▸ Point-per-instance localization data:
::::
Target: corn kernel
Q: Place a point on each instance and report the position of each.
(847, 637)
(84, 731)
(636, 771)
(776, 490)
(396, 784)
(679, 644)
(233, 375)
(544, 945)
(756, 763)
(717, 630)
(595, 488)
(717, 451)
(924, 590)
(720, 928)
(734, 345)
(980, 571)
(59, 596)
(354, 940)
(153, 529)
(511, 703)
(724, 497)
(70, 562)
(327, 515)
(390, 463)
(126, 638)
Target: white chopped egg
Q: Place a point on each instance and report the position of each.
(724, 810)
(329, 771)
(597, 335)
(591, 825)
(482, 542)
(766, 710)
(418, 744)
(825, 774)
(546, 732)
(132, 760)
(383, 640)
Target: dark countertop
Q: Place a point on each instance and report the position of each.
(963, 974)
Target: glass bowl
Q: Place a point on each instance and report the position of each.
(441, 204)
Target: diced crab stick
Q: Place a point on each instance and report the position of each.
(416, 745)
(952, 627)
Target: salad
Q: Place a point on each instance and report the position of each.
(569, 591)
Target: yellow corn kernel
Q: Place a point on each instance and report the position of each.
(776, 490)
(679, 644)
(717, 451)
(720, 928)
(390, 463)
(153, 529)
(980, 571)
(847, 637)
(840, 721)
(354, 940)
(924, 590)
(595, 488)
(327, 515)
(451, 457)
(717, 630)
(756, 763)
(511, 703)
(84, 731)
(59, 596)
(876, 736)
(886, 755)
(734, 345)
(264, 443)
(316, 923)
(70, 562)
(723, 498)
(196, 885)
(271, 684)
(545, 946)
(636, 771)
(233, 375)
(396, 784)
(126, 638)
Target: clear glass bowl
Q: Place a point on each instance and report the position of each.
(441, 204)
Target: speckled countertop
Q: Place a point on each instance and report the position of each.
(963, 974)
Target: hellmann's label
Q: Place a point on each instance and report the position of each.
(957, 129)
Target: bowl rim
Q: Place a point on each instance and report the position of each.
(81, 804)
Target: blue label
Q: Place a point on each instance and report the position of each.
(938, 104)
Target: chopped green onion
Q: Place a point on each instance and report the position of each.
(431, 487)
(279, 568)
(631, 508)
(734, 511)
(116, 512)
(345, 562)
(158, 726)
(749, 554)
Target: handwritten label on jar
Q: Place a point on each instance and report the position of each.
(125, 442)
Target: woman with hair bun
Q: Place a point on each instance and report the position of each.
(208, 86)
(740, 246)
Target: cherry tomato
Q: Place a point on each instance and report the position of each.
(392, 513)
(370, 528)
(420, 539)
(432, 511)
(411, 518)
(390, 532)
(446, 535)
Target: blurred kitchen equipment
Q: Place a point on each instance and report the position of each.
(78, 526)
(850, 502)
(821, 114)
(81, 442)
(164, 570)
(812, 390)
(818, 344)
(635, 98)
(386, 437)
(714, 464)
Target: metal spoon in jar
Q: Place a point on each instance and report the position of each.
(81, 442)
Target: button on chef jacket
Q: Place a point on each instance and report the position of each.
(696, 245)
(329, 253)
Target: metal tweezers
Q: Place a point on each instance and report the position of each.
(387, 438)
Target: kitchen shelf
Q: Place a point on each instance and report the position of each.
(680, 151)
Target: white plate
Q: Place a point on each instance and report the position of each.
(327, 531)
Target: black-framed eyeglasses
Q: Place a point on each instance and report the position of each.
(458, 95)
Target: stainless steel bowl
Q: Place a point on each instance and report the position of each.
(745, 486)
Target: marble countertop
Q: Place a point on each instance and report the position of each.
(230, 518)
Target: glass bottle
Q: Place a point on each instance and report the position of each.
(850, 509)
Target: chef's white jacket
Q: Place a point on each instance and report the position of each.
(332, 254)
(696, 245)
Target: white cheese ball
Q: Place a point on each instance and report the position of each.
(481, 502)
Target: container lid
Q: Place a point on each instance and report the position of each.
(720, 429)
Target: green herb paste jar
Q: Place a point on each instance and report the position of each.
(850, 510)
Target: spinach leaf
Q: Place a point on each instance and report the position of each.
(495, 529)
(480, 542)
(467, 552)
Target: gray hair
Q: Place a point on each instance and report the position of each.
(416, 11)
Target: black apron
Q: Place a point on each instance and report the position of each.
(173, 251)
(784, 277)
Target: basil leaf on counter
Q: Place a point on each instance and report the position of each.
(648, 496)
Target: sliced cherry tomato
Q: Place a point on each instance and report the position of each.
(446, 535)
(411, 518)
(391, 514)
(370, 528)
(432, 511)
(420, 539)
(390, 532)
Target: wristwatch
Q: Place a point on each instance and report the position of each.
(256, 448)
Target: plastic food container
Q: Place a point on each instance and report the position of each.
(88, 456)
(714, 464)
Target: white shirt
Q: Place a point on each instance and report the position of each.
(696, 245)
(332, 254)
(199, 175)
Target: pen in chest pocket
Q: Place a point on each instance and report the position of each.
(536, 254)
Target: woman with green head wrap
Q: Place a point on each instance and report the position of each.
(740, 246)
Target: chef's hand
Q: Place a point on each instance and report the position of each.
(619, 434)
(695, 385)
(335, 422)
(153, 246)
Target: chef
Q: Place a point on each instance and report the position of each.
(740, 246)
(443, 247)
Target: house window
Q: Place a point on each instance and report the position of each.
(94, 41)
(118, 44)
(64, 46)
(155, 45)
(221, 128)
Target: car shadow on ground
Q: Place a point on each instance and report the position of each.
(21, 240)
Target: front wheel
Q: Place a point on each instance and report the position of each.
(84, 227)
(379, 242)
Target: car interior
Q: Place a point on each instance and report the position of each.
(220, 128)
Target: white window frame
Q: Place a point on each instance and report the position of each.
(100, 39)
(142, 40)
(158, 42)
::::
▸ Goal of the exercise:
Repeat every line of the data word for word until you have repeated the line that contains "Target: white chopped egg", which is the last one to include.

▸ Answer to this task:
Target: corn kernel
Q: Place a point on each instance and report the position of each.
(847, 637)
(84, 731)
(636, 771)
(776, 490)
(396, 784)
(679, 644)
(233, 375)
(544, 945)
(756, 763)
(717, 630)
(595, 488)
(717, 451)
(924, 590)
(720, 928)
(734, 345)
(980, 571)
(59, 596)
(354, 940)
(153, 529)
(511, 703)
(724, 497)
(70, 562)
(327, 515)
(390, 463)
(126, 638)
Target: white chopped egg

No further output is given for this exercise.